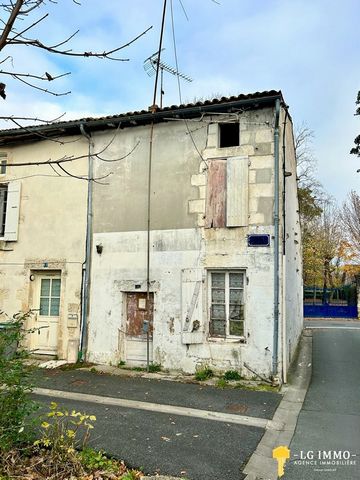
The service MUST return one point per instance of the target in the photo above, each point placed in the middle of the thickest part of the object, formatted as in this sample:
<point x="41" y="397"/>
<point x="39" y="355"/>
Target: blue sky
<point x="308" y="49"/>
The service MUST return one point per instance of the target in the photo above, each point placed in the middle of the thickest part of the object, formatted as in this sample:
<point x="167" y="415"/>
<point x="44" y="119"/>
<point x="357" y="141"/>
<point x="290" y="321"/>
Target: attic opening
<point x="229" y="135"/>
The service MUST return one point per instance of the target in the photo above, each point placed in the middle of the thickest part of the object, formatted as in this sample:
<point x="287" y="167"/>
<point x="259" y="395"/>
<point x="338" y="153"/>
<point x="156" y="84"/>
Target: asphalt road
<point x="330" y="418"/>
<point x="194" y="448"/>
<point x="332" y="323"/>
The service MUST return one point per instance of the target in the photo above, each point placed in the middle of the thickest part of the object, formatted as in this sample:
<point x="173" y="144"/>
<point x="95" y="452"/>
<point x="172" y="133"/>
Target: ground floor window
<point x="227" y="299"/>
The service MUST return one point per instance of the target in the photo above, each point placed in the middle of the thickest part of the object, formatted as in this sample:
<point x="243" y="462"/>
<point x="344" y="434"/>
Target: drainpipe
<point x="276" y="241"/>
<point x="283" y="323"/>
<point x="86" y="265"/>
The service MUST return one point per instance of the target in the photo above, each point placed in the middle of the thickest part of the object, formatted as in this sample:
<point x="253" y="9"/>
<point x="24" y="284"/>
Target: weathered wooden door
<point x="139" y="310"/>
<point x="47" y="307"/>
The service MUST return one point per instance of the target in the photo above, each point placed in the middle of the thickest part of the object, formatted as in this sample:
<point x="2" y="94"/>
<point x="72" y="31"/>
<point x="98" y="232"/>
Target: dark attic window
<point x="229" y="135"/>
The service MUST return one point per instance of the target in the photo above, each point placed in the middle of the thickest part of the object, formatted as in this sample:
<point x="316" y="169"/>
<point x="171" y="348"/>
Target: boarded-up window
<point x="139" y="309"/>
<point x="229" y="135"/>
<point x="227" y="317"/>
<point x="216" y="194"/>
<point x="227" y="193"/>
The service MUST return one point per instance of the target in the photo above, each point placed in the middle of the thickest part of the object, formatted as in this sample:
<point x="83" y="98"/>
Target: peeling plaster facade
<point x="50" y="244"/>
<point x="183" y="253"/>
<point x="205" y="200"/>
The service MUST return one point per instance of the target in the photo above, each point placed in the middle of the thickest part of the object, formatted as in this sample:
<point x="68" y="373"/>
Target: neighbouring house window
<point x="9" y="210"/>
<point x="3" y="203"/>
<point x="227" y="303"/>
<point x="3" y="163"/>
<point x="50" y="297"/>
<point x="229" y="135"/>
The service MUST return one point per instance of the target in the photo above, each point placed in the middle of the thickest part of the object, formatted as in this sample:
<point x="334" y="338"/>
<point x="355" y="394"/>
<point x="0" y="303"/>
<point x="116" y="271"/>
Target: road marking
<point x="161" y="408"/>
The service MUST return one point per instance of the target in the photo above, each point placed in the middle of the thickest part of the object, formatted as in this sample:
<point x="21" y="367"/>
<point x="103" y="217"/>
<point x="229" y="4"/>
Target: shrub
<point x="97" y="460"/>
<point x="62" y="432"/>
<point x="154" y="367"/>
<point x="221" y="383"/>
<point x="203" y="374"/>
<point x="232" y="375"/>
<point x="16" y="405"/>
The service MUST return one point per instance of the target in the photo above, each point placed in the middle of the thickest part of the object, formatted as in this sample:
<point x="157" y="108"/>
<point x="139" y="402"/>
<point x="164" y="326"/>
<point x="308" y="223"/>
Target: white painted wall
<point x="121" y="266"/>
------------------------------------------------------------
• **Written problem**
Count the lines in the listing that contain the string "road". Reply with the number only.

• **Complete output**
2